Present every line of the records below as a numbered list, leaving out the blank lines.

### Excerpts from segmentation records
◇ ◇ ◇
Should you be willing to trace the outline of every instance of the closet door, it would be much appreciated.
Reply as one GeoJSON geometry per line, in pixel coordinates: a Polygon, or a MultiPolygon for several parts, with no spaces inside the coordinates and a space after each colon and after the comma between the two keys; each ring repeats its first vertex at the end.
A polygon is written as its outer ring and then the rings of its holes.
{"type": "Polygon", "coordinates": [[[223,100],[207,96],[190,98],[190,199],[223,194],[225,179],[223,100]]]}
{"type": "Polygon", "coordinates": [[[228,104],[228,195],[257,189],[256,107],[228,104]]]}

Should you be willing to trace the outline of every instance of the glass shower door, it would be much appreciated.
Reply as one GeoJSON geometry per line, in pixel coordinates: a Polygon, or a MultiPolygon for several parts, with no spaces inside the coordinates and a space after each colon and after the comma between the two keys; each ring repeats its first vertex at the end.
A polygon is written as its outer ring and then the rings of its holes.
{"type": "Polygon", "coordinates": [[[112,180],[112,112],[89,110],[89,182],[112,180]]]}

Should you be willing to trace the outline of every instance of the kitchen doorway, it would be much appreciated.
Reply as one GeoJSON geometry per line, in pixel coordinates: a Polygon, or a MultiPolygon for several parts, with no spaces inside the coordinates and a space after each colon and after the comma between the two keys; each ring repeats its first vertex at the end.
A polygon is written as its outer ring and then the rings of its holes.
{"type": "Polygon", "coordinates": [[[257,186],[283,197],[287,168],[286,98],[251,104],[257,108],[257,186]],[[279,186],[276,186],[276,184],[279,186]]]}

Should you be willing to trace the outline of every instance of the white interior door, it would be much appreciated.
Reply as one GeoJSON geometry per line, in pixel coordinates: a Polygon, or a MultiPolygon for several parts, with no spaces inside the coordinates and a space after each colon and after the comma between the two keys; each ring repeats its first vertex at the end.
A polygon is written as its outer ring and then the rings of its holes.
◇ ◇ ◇
### SOLUTION
1. Should you be willing to trace the outline of every instance of the closet door, it would be much appreciated.
2. Reply as one GeoJSON geometry per line, in pixel coordinates: a Polygon, or a MultiPolygon for several parts, with no spaces inside the coordinates and a space after each colon and after the comma between the two keys; each ring repeats its first vertex at the end.
3. A polygon is written as its outer ring and then the rings of its holes.
4. {"type": "Polygon", "coordinates": [[[223,100],[207,96],[190,98],[190,199],[223,194],[225,179],[223,100]]]}
5. {"type": "Polygon", "coordinates": [[[228,104],[228,195],[257,189],[256,107],[228,104]]]}
6. Should you be willing to trace the outline of every instance of the glass shower door, it would be much appreciated.
7. Reply as one GeoJSON geometry per line, in pixel coordinates: a Polygon, or a MultiPolygon for several parts, with no spaces inside the coordinates and a space after each colon and after the comma between the two keys; each ring repeats its first vertex at the end.
8. A polygon is written as its outer ring and then the rings of its holes.
9. {"type": "Polygon", "coordinates": [[[112,180],[112,112],[89,110],[89,182],[112,180]]]}
10. Should you be willing to trace the outline of every instance of the kitchen doorway, it would be much appreciated.
11. Reply as one GeoJSON geometry per line, in pixel coordinates: a Polygon, or a MultiPolygon for several parts, with no spaces inside the coordinates and a space after each colon and after the comma between the two keys; each ring repeats its first vertex at the end.
12. A polygon is written as its outer ring and then the rings of its holes.
13. {"type": "Polygon", "coordinates": [[[257,186],[283,197],[287,168],[286,98],[251,104],[257,108],[257,186]],[[279,186],[276,186],[276,184],[279,186]]]}
14. Should you be willing to trace the outline of every instance of the white interior door, it would be much appreciated.
15. Reply as one GeoJSON geometry per line, in pixel coordinates: a Polygon, or a MultiPolygon for several parts, with no spaces inside the coordinates and a space after each colon and after the comma between the two keys; each ring repeats its first vertex at the end.
16. A polygon is written as its outer ring and then the rings of its holes.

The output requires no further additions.